Directions —
Every record that follows must be given again exactly.

Region pointing data —
+ + + + + + +

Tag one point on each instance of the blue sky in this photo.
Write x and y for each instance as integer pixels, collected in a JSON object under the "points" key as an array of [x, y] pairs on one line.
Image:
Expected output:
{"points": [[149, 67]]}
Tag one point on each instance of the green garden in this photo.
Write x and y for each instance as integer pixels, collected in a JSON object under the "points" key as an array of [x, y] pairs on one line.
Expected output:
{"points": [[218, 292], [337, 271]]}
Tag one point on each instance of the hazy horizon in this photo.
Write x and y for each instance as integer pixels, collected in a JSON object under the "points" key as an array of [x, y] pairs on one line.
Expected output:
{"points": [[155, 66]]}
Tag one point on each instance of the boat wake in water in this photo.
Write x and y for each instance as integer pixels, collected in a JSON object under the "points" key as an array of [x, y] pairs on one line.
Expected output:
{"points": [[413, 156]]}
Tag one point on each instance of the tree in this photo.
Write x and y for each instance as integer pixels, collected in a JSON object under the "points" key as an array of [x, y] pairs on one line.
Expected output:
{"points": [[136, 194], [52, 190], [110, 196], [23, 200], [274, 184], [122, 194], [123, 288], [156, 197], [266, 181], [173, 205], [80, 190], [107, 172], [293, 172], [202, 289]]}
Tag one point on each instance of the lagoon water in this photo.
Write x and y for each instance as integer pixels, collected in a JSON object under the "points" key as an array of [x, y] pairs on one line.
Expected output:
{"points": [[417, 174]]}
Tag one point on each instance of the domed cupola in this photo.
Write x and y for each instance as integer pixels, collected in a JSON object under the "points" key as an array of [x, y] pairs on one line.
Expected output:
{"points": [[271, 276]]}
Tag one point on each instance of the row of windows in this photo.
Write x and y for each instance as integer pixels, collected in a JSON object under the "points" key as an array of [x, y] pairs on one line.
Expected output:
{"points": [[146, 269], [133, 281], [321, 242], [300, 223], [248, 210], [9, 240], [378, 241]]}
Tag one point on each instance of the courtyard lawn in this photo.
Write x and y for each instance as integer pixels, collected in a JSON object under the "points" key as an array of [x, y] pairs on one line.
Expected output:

+ + + + + + +

Response to the exercise —
Tag one point on each instance of the blue sky in this photo.
Write x and y for each instance as integer pixels, collected in a JSON object under the "points" key as an array of [x, y] pairs on one line.
Image:
Expected output:
{"points": [[149, 67]]}
Tag one point on each instance of the green garden in this photo.
Write x and y for each instance as integer pixels, collected in a JSON object under the "points" key as an array of [x, y] pairs on one line.
Expected output:
{"points": [[218, 292], [337, 271]]}
Tag one point on each instance of the hazy horizon in this photo.
Write x and y for each instance as integer pixels, collected in a JSON object under the "points" key as an array of [x, y] pairs on one line.
Expected output:
{"points": [[155, 66]]}
Tag one point on each instance of the boat wake in water in this photo.
Write x and y for each instance as integer pixels, collected in a JSON object under the "points" key as an array of [x, y] pairs on one line.
Expected output:
{"points": [[413, 156]]}
Tag one point on each instance of the tree in this photo.
Write x and y for each instance as integer pixels, collected in a JSON object under the "points" key as an array of [x, y] pairs on one line.
Expected output:
{"points": [[136, 194], [52, 190], [110, 196], [23, 200], [274, 184], [122, 194], [123, 288], [156, 197], [266, 181], [173, 205], [80, 190], [107, 172], [293, 172], [202, 289]]}
Tag one point on each instance of the lagoon water in this photo.
Write x and y for each instance as integer pixels, collected in a JSON object under the "points" key as an array of [x, y] pairs on one line.
Expected output:
{"points": [[417, 174]]}
Tag one point on each instance of the domed cupola in this photo.
Write x and y for each instance as integer pixels, collected in a JSON object under the "points" key as an array of [x, y] pairs on one line.
Expected output:
{"points": [[271, 276]]}
Tag one point on each instance of the row of windows in this photo.
Write x and y for each instance as integer pixels, collected in a JSON object under the "points" key as an array of [x, y] pairs on one line.
Expected output:
{"points": [[146, 269], [133, 281], [321, 242], [300, 223], [248, 210], [9, 240], [378, 241]]}
Tag one point on each instance of the courtyard lawn in this photo.
Write x and y for each instance as integer pixels, collected in a JSON object under the "points" key as an array of [x, y] pairs on one line.
Expected output:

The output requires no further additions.